__Exercise material__
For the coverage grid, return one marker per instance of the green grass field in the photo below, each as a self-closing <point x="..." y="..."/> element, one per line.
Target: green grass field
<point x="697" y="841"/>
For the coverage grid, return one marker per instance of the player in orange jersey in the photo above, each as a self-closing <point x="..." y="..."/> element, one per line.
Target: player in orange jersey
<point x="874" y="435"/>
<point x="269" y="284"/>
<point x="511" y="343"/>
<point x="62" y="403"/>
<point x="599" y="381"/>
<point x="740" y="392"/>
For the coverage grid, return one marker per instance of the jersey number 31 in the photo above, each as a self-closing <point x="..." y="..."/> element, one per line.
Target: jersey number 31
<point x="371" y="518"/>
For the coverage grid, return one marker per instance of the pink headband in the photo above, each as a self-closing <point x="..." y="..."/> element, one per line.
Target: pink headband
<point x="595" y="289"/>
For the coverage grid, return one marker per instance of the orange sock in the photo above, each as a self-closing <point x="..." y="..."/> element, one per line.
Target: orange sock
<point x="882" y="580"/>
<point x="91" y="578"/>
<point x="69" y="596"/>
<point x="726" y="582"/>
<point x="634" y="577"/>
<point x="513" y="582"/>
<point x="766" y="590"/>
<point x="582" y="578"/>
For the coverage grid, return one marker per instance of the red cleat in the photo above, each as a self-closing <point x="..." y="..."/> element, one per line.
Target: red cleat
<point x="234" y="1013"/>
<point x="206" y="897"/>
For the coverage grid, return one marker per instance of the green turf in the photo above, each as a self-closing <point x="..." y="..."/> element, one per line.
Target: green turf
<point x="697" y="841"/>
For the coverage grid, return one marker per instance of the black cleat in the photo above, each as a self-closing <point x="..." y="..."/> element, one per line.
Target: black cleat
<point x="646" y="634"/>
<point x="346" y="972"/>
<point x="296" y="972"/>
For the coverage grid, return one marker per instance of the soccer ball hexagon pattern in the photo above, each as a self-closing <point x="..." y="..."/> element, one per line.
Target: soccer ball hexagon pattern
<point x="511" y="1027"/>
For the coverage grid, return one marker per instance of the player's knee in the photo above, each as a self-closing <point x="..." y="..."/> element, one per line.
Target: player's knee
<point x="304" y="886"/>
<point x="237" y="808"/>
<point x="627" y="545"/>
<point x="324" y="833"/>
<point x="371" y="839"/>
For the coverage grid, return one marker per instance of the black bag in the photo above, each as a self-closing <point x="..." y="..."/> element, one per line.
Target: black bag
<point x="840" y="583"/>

__Brief__
Reproduce only the stretch of the data from the line containing "of the player's" through the end of the data, changing "black bag" to "dark backpack" and leaving everything else as it is.

__Result of the task__
For the coverage grid, return one marker per instance of the player's knee in the photo above, each as a self-closing <point x="..." y="..."/> element, one per line.
Target: player's knee
<point x="304" y="886"/>
<point x="237" y="808"/>
<point x="627" y="545"/>
<point x="324" y="833"/>
<point x="371" y="839"/>
For the coverage grid, return one marker per instance of the dark backpack in the photo above, each as a self-closing <point x="..." y="..."/> element, one per line.
Target: dark backpack
<point x="840" y="583"/>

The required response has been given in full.